Day 4 - Western New England
In the rain, we drove across the rural highlands of eastern Connecticut, up the Connecticut River Valley, north through the Berkshires of Massachusetts and the Green Mountains in Vermont, and ended up at the historic Waybury Inn in East Middlebury, Vermont. The highlight was a happy retired guy named Tony who said he went fishing near Lennox, Massachusetts, four times a week.
Day 5 - Adirondacks
We ended up in Gananoque, Ontario (pronounced "Gahn-ahh-knock'-way) on the north side of the Saint Lawrence River. That was after we had traveled across the Lake Champlain lowland, north along the lake's rocky shore, over the Adirondacks, past a horse show at Lake Placid, New York, and then north to the Thousand Islands Bridge, our entry point to Canada. The highlight was rain -- drenching rain -- falling so hard on beautiful Cranberry Lake that I'm surprised the photo turned out at all.
Day 6 - Lake Ontario
We headed southeast down the Saint Lawrence River and along the north shores of Lake Ontario and Lake Erie, ending up in Ingersoll, Ontario, at the Elm Hurst Inn, the "house that cheese built." Our highlight was visiting a commercial business in Woodstock, Ontario called "Water Depot," which markets water treatment equipment in an area where groundwater pollution is a serious threat.

----------

→ **OBJECTIVE 1**
In the travel log, where did the trip end up on Day 6?

[Photo object pointing records]

----------

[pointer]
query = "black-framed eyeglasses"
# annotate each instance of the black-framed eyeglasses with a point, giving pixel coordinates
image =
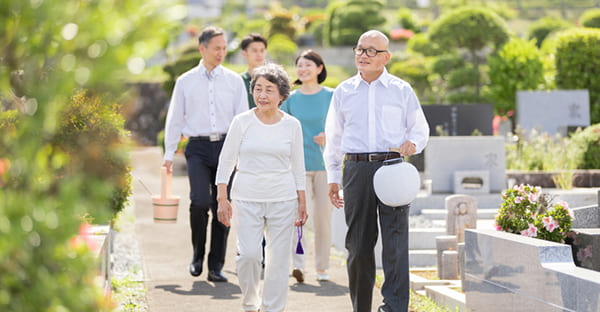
(370, 51)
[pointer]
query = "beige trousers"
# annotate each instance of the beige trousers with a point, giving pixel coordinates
(319, 220)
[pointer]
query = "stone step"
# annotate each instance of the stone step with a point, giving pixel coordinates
(422, 258)
(440, 214)
(481, 223)
(424, 238)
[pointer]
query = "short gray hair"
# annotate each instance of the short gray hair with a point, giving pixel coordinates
(276, 74)
(209, 33)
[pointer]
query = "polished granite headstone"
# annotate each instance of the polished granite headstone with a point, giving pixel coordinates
(509, 272)
(461, 214)
(553, 112)
(445, 155)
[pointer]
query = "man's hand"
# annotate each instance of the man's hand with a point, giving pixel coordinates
(169, 165)
(334, 195)
(320, 139)
(407, 148)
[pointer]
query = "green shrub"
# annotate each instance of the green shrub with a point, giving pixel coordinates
(91, 133)
(420, 43)
(517, 66)
(408, 20)
(541, 28)
(160, 141)
(590, 18)
(472, 29)
(53, 48)
(587, 143)
(185, 62)
(414, 70)
(464, 76)
(577, 59)
(466, 96)
(446, 63)
(535, 151)
(281, 21)
(348, 20)
(281, 49)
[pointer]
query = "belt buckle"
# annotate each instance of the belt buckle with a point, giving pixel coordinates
(214, 137)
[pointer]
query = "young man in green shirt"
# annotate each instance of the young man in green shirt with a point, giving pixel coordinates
(254, 50)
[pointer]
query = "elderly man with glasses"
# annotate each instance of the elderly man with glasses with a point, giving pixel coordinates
(369, 114)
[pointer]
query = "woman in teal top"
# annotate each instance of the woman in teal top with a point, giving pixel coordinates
(310, 104)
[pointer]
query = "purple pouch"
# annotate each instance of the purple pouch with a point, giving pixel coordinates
(299, 249)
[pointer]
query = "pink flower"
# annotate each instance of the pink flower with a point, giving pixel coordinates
(532, 230)
(550, 224)
(585, 253)
(498, 228)
(518, 200)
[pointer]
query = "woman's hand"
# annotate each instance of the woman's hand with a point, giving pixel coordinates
(224, 212)
(224, 206)
(302, 214)
(334, 195)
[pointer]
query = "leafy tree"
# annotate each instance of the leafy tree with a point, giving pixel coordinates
(517, 66)
(281, 21)
(348, 20)
(408, 20)
(590, 18)
(472, 29)
(50, 49)
(577, 59)
(541, 28)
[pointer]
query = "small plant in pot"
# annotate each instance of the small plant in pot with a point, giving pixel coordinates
(526, 211)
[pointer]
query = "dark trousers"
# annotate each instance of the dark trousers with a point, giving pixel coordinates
(202, 160)
(361, 207)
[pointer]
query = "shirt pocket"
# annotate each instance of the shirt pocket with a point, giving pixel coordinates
(392, 119)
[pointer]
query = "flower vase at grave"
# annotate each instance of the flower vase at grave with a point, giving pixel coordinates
(165, 205)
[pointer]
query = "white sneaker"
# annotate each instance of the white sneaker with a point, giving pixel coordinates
(299, 275)
(322, 277)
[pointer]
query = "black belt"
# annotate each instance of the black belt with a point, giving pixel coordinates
(381, 156)
(211, 138)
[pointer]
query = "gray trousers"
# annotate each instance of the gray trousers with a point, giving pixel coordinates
(361, 208)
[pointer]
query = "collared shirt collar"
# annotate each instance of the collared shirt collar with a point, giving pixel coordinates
(384, 79)
(214, 73)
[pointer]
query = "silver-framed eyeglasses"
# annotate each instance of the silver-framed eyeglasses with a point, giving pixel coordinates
(370, 51)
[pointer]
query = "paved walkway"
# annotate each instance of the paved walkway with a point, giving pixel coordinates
(166, 252)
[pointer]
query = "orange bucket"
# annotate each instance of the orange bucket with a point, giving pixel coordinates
(165, 205)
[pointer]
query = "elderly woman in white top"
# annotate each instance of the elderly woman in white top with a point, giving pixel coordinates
(268, 188)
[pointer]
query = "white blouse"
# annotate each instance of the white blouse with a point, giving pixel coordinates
(269, 158)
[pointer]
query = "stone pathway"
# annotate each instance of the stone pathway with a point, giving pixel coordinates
(165, 252)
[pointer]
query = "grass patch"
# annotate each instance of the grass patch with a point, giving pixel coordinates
(420, 303)
(130, 295)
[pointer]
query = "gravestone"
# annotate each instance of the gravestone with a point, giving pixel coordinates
(509, 272)
(553, 112)
(449, 264)
(445, 155)
(461, 214)
(460, 119)
(471, 182)
(456, 120)
(444, 243)
(586, 248)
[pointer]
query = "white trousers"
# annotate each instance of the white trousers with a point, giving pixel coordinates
(319, 210)
(274, 220)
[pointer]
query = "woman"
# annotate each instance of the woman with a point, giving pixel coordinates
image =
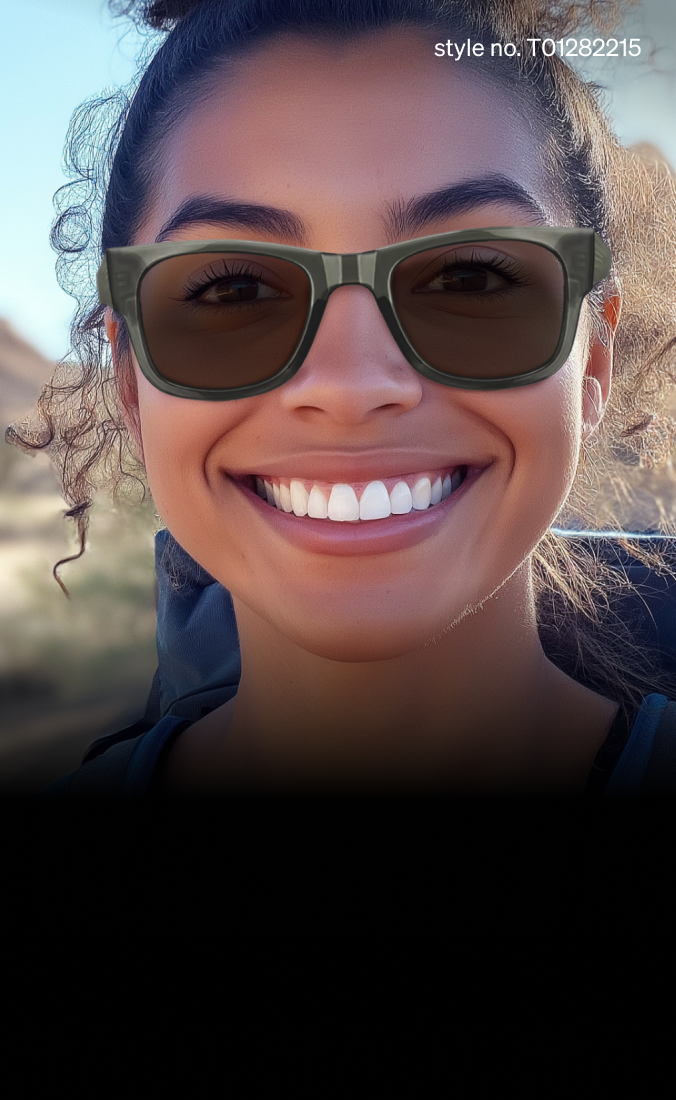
(384, 528)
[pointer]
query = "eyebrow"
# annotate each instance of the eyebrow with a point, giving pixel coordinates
(204, 209)
(460, 198)
(400, 219)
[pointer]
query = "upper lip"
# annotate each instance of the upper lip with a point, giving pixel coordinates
(355, 468)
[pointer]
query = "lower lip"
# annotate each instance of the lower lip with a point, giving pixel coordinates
(362, 537)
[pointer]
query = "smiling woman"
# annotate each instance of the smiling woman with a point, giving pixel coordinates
(368, 340)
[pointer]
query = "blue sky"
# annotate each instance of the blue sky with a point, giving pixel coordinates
(56, 53)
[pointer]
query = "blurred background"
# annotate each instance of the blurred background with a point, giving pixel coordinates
(71, 670)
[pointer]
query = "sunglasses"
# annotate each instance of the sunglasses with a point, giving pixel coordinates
(476, 309)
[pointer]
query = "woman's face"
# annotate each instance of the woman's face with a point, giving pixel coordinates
(342, 138)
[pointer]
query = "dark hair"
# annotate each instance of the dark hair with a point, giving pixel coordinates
(602, 186)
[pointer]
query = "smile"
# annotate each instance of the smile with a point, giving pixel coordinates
(344, 502)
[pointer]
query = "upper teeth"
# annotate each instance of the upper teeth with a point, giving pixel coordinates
(341, 502)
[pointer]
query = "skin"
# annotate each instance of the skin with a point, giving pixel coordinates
(350, 669)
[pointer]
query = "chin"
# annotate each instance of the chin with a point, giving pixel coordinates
(363, 641)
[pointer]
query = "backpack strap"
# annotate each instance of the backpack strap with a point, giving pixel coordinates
(125, 767)
(660, 774)
(647, 765)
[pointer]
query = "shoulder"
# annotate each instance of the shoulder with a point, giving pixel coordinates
(647, 765)
(121, 765)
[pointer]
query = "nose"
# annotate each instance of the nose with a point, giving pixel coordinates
(354, 370)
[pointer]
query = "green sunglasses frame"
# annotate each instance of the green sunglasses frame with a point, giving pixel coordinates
(585, 259)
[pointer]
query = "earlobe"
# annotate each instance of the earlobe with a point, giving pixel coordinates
(126, 383)
(597, 381)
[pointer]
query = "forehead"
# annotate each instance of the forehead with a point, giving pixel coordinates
(342, 131)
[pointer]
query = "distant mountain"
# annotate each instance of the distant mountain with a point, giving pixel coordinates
(23, 372)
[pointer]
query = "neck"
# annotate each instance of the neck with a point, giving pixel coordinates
(479, 705)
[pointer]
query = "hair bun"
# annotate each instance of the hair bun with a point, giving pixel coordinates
(159, 14)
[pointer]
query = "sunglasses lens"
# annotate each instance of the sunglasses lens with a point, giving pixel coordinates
(217, 320)
(481, 309)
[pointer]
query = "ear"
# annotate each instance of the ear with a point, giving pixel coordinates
(598, 374)
(126, 382)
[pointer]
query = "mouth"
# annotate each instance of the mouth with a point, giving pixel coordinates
(357, 502)
(369, 517)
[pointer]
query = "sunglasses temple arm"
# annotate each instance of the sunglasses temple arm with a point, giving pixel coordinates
(602, 261)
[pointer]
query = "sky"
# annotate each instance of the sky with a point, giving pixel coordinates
(54, 54)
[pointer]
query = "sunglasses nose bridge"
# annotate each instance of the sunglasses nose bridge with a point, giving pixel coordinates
(352, 268)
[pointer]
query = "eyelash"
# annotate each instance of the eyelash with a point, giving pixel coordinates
(506, 266)
(213, 276)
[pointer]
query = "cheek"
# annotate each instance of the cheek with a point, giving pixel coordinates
(177, 437)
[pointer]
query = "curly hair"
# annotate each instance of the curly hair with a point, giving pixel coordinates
(112, 153)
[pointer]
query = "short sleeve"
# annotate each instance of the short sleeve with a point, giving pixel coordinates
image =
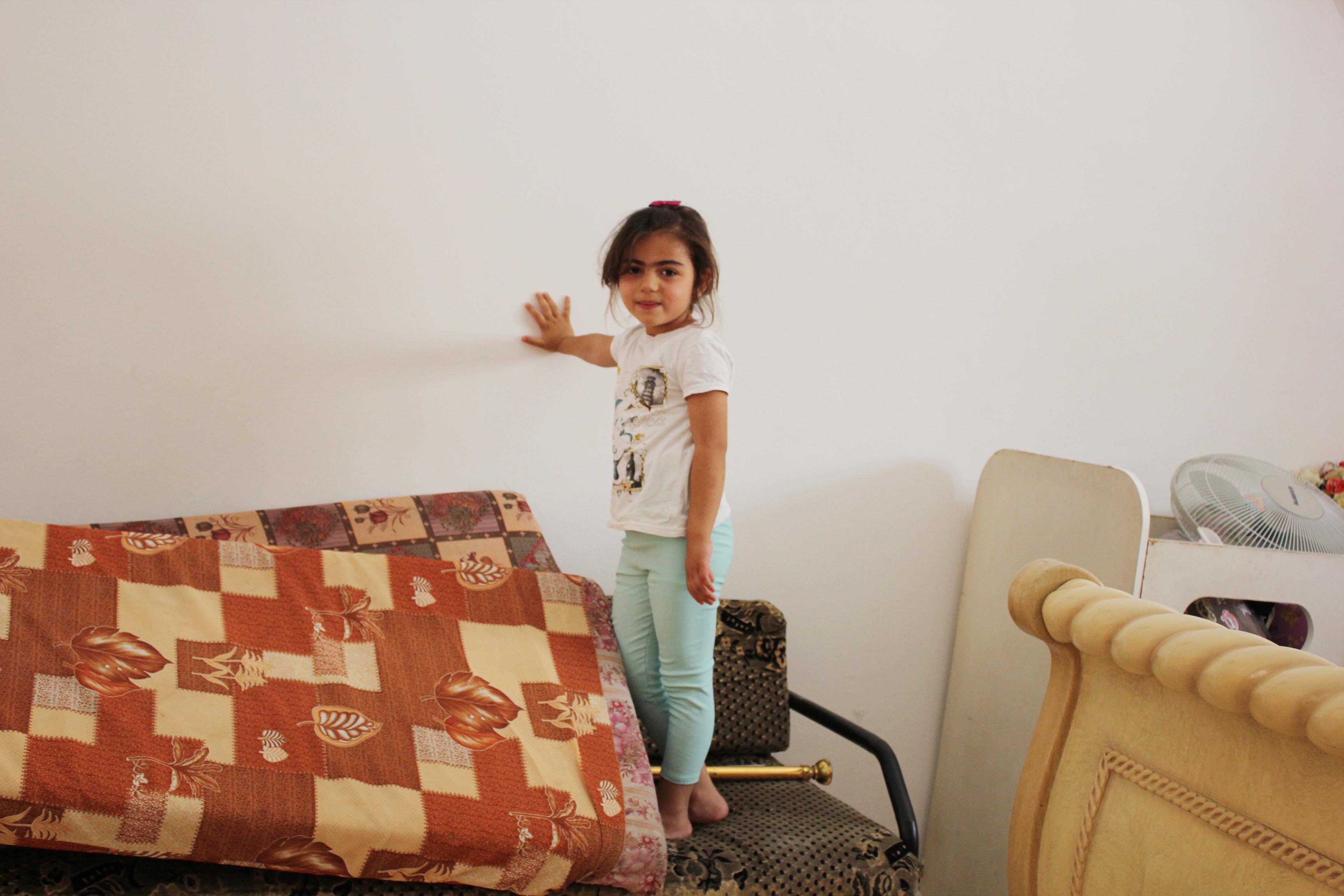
(707, 366)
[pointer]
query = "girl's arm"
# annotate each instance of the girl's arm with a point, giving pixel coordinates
(710, 434)
(558, 336)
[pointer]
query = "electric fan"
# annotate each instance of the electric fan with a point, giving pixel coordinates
(1223, 499)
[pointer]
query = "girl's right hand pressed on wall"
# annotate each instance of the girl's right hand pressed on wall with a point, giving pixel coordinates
(551, 320)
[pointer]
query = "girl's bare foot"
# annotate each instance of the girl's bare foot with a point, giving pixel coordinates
(672, 808)
(707, 805)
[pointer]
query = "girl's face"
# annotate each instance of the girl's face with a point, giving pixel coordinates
(658, 284)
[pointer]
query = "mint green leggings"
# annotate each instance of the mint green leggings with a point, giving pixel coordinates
(667, 645)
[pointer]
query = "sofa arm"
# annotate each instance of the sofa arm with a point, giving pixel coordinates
(905, 813)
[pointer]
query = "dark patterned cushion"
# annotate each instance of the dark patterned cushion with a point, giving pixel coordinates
(751, 682)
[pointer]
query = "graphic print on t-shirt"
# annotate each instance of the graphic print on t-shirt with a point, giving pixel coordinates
(648, 389)
(630, 472)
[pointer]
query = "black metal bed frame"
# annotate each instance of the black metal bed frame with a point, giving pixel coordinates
(897, 792)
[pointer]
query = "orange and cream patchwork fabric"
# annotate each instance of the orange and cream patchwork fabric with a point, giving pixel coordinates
(353, 714)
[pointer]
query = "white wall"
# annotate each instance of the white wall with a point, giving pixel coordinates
(260, 254)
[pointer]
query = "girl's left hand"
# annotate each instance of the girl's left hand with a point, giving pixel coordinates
(699, 577)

----------

→ **OBJECTIVE 2**
Pick out every line of the listing that contains the word "pocket".

→ **FINAL ANSWER 1**
In Ingersoll, Ontario, at the Elm Hurst Inn.

→ **FINAL ANSWER 2**
query = "shirt pocket"
# annotate each instance of the shirt pocket with a point, giving pixel coordinates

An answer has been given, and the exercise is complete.